▶ _DATA EXCERPTS_
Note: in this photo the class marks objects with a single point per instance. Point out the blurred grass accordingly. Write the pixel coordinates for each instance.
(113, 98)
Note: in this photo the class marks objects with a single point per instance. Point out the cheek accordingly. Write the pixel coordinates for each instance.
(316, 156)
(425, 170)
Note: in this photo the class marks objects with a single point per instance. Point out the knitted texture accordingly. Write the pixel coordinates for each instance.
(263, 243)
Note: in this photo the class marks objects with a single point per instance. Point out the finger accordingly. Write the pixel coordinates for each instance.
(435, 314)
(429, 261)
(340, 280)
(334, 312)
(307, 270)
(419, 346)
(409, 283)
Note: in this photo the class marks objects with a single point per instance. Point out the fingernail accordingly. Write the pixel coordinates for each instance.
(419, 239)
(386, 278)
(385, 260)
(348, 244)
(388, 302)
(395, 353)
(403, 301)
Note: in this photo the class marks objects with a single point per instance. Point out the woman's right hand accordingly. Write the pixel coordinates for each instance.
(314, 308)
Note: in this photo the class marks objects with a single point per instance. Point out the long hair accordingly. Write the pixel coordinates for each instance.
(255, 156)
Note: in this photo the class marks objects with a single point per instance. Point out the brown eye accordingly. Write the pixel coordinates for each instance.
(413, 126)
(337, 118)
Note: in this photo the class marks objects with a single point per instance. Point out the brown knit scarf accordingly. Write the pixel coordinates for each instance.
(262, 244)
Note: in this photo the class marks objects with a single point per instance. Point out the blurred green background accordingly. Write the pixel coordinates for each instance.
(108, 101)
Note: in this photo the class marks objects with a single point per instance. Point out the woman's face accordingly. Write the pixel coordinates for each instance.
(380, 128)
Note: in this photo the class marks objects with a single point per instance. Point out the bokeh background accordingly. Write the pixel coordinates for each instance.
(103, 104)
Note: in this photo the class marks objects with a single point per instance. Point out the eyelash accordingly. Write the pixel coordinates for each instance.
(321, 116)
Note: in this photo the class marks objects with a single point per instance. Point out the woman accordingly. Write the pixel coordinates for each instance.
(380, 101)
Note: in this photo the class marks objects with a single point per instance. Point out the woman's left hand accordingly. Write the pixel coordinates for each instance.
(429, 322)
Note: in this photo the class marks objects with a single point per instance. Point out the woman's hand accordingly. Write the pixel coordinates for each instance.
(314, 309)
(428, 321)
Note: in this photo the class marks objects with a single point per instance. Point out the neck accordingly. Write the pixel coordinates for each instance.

▶ _YOUR GOAL_
Write down every record shown above precisely.

▶ _RESPONSE TO THIS TASK_
Note: in this photo the class marks objects with a single point per instance. Point out the blurred grass accordingly. Write the pixel coordinates for each instance.
(113, 98)
Note: in this photo the class marks objects with a single point per instance. Point out the cheek accordingly. Write the pixel coordinates for each instance.
(316, 156)
(425, 170)
Note: in this photo the class marks objects with a single point per instance. Point out the knitted texture accordingly. Write the pixel coordinates for each instance.
(263, 243)
Note: in this photo the class marks objects with a single point per instance. Point out the finger accordingly. Write the pixel coordinates for each instance.
(435, 314)
(429, 261)
(340, 280)
(334, 312)
(307, 270)
(419, 346)
(409, 283)
Note: in this photo the class marks objects with a single point per instance. Point out the fingernail accordingly. Write the pixel coordinates for each instance.
(419, 239)
(386, 278)
(385, 260)
(348, 244)
(388, 302)
(395, 353)
(403, 301)
Note: in this photo the class marks objects with a single point per instance. Point out the woman's right hand accordingly. Write the pixel coordinates for each instance.
(314, 308)
Note: in this photo the class marks objects with a single point per instance. Point out the long hair accordingly. Write the pixel coordinates for each instance.
(255, 156)
Note: in this photo the class marks objects with a single point per instance. Point out the brown eye accordingly. Write the pixel coordinates for each instance.
(413, 126)
(337, 118)
Note: in this photo the class marks objects with a single point per instance. Point out the brown knit scarf accordingly. Write the pixel coordinates for each instance.
(262, 244)
Note: in this photo the class marks objects with a single point per instance. Point out the blurred green background accordingly. Write the pixel coordinates for each instance.
(108, 101)
Note: in this photo the class marks objects with a single point per instance. Point out the woman's face accordingly. Write the pixel coordinates for each instance.
(380, 128)
Note: in this photo the class marks objects with a single point per instance. Point out the bokeh background accordingly. Write the pixel coordinates for each instance.
(103, 104)
Note: in this photo the class marks objects with a single point per instance. Point out the eyelash accordingly. Write the pixel coordinates for each instance.
(321, 116)
Note: in this photo the class marks objects with a single point per instance. Point out the woman accordingly. Write the pixel coordinates for each instance.
(380, 101)
Note: in this photo the class marks objects with a single point per instance. Point out the woman's left hand accordingly. Write the pixel coordinates for each instance.
(429, 322)
Note: in this photo the class marks objects with a single point per instance. Point out the woman's hand accordingly. Write the pixel coordinates for each instance.
(314, 309)
(428, 321)
Note: in this photo the class marks objects with a single point per instance. Point out the neck accordingly. Write the pixel coordinates for each instance.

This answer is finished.